#### [TEXT EXTRACT]

____________

As a computer professional and IEEE member for 17 years, I was deeply insulted when IEEE Spectrum arrived with “ID Theft costs hundreds of billions a year” emblazoned on its cover. Not only is this false, the article itself [“A Touch of Money,” July] assailed the whacky methodology of the Aberdeen Group. The global trade in drugs is hundreds of billions a year, US $100 billion at wholesale and $300 billion at retail, according to the United Nations Office on Drugs and Crime’s World Drug Report 2005 (Vienna, June 2005), p. 127. When you say more criminals make their money with ID theft than drugs, you make all engineers look like they can’t do math.

The rest of the article is an advertisement for emerging biometric technologies. The authors present no evidence that the ID theft problem is a technical problem. It is a fraud problem. Abraham Abdallah committed bank fraud at Merrill Lynch and wire fraud with the online purchases. If his fraud was made easier by the use of the Internet, then we have to ask who caused fraud to be made easy. Was it Thomas Siebel, whose only action was to have money on deposit at Merrill Lynch? No. It was Merrill Lynch, which somehow deployed a system where $10 million could be transferred without any real authentication.

____________

#### [PROVIDED DATA]
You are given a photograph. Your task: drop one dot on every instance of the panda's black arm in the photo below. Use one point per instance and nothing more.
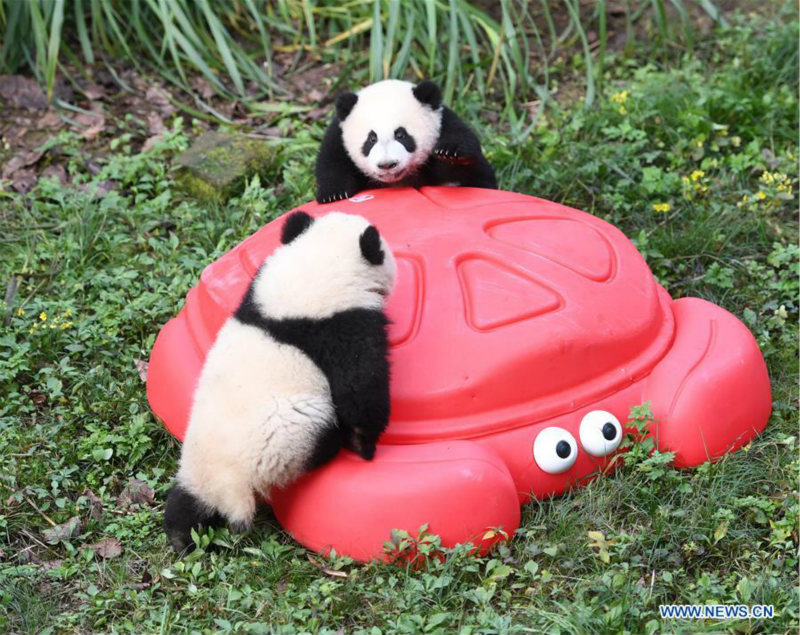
(337, 176)
(456, 139)
(351, 349)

____________

#### [GOAL]
Copy out the whole letter about ID theft from above, word for word.

#### [WRITTEN RESPONSE]
As a computer professional and IEEE member for 17 years, I was deeply insulted when IEEE Spectrum arrived with “ID Theft costs hundreds of billions a year” emblazoned on its cover. Not only is this false, the article itself [“A Touch of Money,” July] assailed the whacky methodology of the Aberdeen Group. The global trade in drugs is hundreds of billions a year, US $100 billion at wholesale and $300 billion at retail, according to the United Nations Office on Drugs and Crime’s World Drug Report 2005 (Vienna, June 2005), p. 127. When you say more criminals make their money with ID theft than drugs, you make all engineers look like they can’t do math.

The rest of the article is an advertisement for emerging biometric technologies. The authors present no evidence that the ID theft problem is a technical problem. It is a fraud problem. Abraham Abdallah committed bank fraud at Merrill Lynch and wire fraud with the online purchases. If his fraud was made easier by the use of the Internet, then we have to ask who caused fraud to be made easy. Was it Thomas Siebel, whose only action was to have money on deposit at Merrill Lynch? No. It was Merrill Lynch, which somehow deployed a system where $10 million could be transferred without any real authentication.